- THE RECORDS

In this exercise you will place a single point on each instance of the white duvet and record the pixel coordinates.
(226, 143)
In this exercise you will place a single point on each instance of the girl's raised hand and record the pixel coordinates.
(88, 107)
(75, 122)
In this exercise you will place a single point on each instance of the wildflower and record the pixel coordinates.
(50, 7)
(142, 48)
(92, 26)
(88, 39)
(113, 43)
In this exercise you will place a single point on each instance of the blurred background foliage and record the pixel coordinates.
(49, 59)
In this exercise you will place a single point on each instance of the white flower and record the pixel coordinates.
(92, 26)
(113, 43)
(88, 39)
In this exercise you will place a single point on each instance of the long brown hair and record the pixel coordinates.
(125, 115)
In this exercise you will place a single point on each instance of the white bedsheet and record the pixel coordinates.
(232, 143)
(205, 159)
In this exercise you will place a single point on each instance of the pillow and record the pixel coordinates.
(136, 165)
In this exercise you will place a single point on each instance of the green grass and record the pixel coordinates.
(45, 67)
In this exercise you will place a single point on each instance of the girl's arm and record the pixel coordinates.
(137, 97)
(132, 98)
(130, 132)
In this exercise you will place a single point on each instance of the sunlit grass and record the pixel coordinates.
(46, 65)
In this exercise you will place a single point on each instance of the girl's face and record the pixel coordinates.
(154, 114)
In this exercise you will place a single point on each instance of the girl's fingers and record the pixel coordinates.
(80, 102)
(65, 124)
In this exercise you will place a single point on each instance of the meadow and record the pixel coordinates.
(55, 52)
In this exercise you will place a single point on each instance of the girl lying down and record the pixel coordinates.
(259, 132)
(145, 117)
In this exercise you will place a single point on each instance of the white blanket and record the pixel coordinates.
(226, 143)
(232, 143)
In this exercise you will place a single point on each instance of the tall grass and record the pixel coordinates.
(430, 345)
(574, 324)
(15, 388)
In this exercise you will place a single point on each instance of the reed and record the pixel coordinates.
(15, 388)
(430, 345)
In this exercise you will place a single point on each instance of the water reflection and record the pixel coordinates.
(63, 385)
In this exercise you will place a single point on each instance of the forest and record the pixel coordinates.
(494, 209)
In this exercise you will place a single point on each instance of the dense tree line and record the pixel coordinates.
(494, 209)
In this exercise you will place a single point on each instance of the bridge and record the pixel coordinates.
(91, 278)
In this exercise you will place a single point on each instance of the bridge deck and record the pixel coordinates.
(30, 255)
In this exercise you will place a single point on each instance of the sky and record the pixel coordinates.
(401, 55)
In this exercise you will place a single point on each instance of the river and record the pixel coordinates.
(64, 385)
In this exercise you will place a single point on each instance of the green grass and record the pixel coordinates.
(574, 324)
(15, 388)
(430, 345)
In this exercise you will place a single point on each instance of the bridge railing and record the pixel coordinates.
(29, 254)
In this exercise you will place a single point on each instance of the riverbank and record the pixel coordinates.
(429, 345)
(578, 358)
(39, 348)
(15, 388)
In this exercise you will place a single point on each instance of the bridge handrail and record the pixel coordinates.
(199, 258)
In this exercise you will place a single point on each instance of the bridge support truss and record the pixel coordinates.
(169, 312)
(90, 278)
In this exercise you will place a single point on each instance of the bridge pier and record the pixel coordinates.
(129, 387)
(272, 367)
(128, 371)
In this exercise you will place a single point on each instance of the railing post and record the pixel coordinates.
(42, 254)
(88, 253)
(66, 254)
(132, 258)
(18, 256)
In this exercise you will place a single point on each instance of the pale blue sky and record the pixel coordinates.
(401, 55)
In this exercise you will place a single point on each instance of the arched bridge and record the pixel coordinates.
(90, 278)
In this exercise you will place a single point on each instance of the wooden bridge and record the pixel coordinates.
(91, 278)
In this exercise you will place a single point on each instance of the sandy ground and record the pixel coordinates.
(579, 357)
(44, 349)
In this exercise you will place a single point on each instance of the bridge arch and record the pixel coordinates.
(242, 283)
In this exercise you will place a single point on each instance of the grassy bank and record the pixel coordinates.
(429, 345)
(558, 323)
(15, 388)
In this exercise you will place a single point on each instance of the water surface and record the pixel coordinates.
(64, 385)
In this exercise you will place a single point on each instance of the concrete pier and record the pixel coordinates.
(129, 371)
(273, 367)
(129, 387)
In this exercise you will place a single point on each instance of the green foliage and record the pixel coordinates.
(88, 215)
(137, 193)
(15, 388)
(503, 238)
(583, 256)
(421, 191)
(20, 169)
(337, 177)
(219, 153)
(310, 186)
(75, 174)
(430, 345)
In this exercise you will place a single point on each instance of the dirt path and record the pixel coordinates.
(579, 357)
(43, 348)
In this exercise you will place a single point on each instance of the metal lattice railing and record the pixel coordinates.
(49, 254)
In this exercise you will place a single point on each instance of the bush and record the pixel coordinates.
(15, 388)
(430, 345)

- GOAL
Set every line of the listing down word for word.

- RESULT OF THE EXERCISE
In this exercise you will place a single point on each instance of the white duvet and record the pixel coordinates.
(226, 143)
In this exercise you will place a single point on each instance of the girl's raised hand and record the pixel coordinates.
(88, 107)
(75, 122)
In this exercise you will place a single point on each instance of the wildflower and record the pixel coordinates.
(50, 7)
(142, 48)
(92, 26)
(88, 39)
(113, 43)
In this exercise you will place a single point on each instance of the blurred background foliage and record the pixel coordinates.
(49, 59)
In this exercise you will place a single point on each instance of the white flower and record the pixel coordinates.
(92, 26)
(113, 43)
(88, 39)
In this exercise you will place a single point on each instance of the long brown hair and record the pixel coordinates.
(125, 115)
In this exercise you will place a single point on each instance of the white bedsheet and record the pixel coordinates.
(232, 143)
(205, 159)
In this exercise you will place a single point on each instance of the pillow and record the pixel coordinates.
(136, 165)
In this exercise you will place a single point on each instance of the green grass and record the pixel coordinates.
(45, 67)
In this exercise you will place a single point on each instance of the girl's arm and record the pixel coordinates.
(137, 97)
(132, 98)
(130, 132)
In this exercise you will place a single point on each instance of the sunlit grass and record the pixel coordinates.
(46, 65)
In this exercise you will place a single point on each instance of the girl's face and record the pixel coordinates.
(154, 114)
In this exercise you will place a single point on each instance of the girl's fingers and record the pixel coordinates.
(80, 102)
(65, 124)
In this exercise you will place a single point on each instance of the meadow and record the pixel coordinates.
(55, 52)
In this exercise you will place a single point on each instance of the girl lying down and record the pixel coordinates.
(259, 132)
(145, 117)
In this exercise you will place a single point on each instance of the white blanket and record the pixel coordinates.
(226, 143)
(232, 143)
In this exercise you will place a single point on each instance of the tall grass and record the pixel coordinates.
(430, 345)
(574, 324)
(15, 388)
In this exercise you will place a single point on each instance of the reed and record the pixel coordinates.
(15, 388)
(430, 345)
In this exercise you will place a single point on each instance of the water reflection and record the pixel coordinates.
(63, 385)
In this exercise you will place a single point on each instance of the forest and record the pixel coordinates.
(494, 209)
In this exercise you will place a single point on each instance of the dense tree line and record the pixel coordinates.
(494, 209)
In this exercise you will place a single point on each instance of the bridge and record the pixel coordinates.
(91, 278)
In this exercise you will place a single point on each instance of the bridge deck and record the pixel coordinates.
(30, 255)
In this exercise you will place a single point on each instance of the sky and record the pixel coordinates.
(401, 55)
In this exercise you will place a single point on each instance of the river and record the pixel coordinates.
(64, 385)
In this exercise you will place a single point on each instance of the green grass and record the pixel coordinates.
(574, 324)
(15, 388)
(430, 345)
In this exercise you will place a single point on each instance of the bridge railing and record the pixel coordinates.
(29, 254)
In this exercise you will place a single point on each instance of the riverbank and record the pixel coordinates.
(429, 345)
(578, 358)
(39, 348)
(15, 388)
In this exercise you will place a single point on each instance of the bridge handrail and record the pixel coordinates.
(199, 258)
In this exercise you will place a single point on each instance of the bridge support truss and record the pixel coordinates.
(169, 312)
(90, 278)
In this exercise you will place a single point on each instance of the bridge pier and record the pixel coordinates.
(129, 387)
(272, 367)
(128, 371)
In this exercise you will place a single point on each instance of the railing post and record the pixel coordinates.
(42, 254)
(88, 253)
(66, 254)
(132, 258)
(18, 256)
In this exercise you will place a single point on each instance of the pale blue sky and record the pixel coordinates.
(401, 55)
In this exercise you will place a single point on each instance of the arched bridge and record the pixel coordinates.
(90, 278)
In this exercise you will place a single point on each instance of the wooden bridge and record the pixel coordinates.
(91, 278)
In this exercise you will place a single point on each instance of the sandy ground and record the pixel coordinates.
(579, 357)
(44, 349)
In this exercise you will place a single point on each instance of the bridge arch and record the pixel coordinates.
(242, 283)
In this exercise you will place a single point on each instance of the grassy bank and record the pixel coordinates.
(429, 345)
(558, 323)
(15, 388)
In this exercise you will place a single point on each instance of the water surface and record the pixel coordinates.
(64, 385)
In this exercise you will place a single point on each instance of the concrete pier and record the pixel coordinates.
(129, 371)
(273, 367)
(129, 387)
In this exercise you will place a single point on each instance of the green foliage and record the pixel coordinates.
(88, 215)
(137, 193)
(15, 388)
(503, 238)
(583, 256)
(421, 191)
(20, 169)
(337, 177)
(219, 153)
(310, 186)
(75, 174)
(430, 345)
In this exercise you will place a single point on each instance of the dirt path and record the pixel coordinates.
(579, 357)
(43, 348)
In this exercise you will place a single point on each instance of the metal lattice railing and record the pixel coordinates.
(49, 254)
In this exercise you will place a single point on each instance of the bush and record the pixel coordinates.
(15, 388)
(430, 345)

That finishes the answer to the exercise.